# Start of Dataset extract

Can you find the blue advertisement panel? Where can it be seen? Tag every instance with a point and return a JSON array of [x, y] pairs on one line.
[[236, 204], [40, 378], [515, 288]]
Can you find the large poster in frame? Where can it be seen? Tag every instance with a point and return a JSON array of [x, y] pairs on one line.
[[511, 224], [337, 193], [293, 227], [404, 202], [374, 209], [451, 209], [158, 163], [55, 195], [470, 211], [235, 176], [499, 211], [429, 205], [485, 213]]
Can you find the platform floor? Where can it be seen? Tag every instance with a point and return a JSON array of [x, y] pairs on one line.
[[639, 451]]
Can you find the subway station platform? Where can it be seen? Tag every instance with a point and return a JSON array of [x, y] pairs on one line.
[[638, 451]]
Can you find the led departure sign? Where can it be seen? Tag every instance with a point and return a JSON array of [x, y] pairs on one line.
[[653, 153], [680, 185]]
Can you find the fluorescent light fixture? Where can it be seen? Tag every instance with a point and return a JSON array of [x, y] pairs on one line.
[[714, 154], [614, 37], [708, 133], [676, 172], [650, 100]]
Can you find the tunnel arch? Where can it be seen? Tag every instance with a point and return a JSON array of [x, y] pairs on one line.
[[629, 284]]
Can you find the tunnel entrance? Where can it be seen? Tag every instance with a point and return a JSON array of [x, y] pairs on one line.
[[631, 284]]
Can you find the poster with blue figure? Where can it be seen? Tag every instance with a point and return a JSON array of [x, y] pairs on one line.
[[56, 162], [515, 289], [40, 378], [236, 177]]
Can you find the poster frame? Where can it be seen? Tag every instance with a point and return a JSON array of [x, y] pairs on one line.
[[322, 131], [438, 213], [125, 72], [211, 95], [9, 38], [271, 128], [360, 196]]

# End of Dataset extract
# Start of Dataset extract

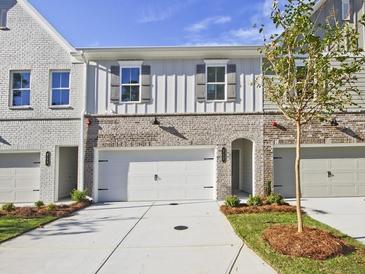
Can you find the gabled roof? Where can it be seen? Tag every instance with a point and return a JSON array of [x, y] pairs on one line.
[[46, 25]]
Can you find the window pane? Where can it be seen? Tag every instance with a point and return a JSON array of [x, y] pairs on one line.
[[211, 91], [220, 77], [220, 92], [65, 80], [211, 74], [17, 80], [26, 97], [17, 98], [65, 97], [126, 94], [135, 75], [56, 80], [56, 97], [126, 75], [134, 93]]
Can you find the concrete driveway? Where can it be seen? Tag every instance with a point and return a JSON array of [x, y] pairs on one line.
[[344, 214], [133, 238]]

# End of Dataset extract

_Instructions to follow_. Express the part of the listing that opens with the line containing "Can you find the blue" and closes with the line containing "[[56, 162], [515, 289], [40, 378], [236, 177]]" as a two-column CSV headed text and answer. Each row should pair a text with the answer that follows it, with every value in one quoted field and any line breaks turned into spaces.

_Expected answer_.
text,answer
"Can you find the blue advertisement panel? Where can it be seen? Tag every instance with a point and return a JSON array of [x, y] pairs on one line.","[[236, 204], [40, 378], [515, 288]]"
"Can you find the large poster in frame? Where can it be seen? Tag every instance with a point and return a JSON array of [x, y] pairs on one line.","[[511, 224], [337, 193], [293, 227], [404, 202], [374, 209], [451, 209], [158, 163], [55, 195], [470, 211], [235, 176], [499, 211], [429, 205], [485, 213]]"
"Can you find the platform floor? Where can it be seen? Tag every instance with a point and return a JSON array of [x, y] pairs on one line.","[[639, 451]]"
"Can you find the subway station platform? Where can it be seen? Tag every instance with a point and return a JSON array of [x, y] pairs on one line.","[[638, 451]]"
"Can you find the led departure sign? Where can it be seen? Tag every instance with a point and return a JSON array of [x, y] pairs on one line.","[[653, 153], [680, 185]]"
"Can you find the fluorescent light fixture? Where can it be seen? Tag every instance with a point and return a JSON array of [x, y] pairs on one line.","[[714, 154], [614, 37], [708, 133], [676, 172], [650, 100]]"
"Can you find the tunnel arch? Where can it be seen? Tag every instance with a point and return a JSON array of [x, y] pairs on one line.","[[629, 284]]"
"Can you find the tunnel entrance? Where can it be seen? Tag every instance with a point and return a JSON array of [x, y] pairs on one line.","[[631, 284]]"
"Can you find the poster with blue figure? Where can it be seen? Tag every instance with a point and return a JSON array of [x, y] pairs on one line.","[[56, 162], [515, 289], [40, 378], [236, 177]]"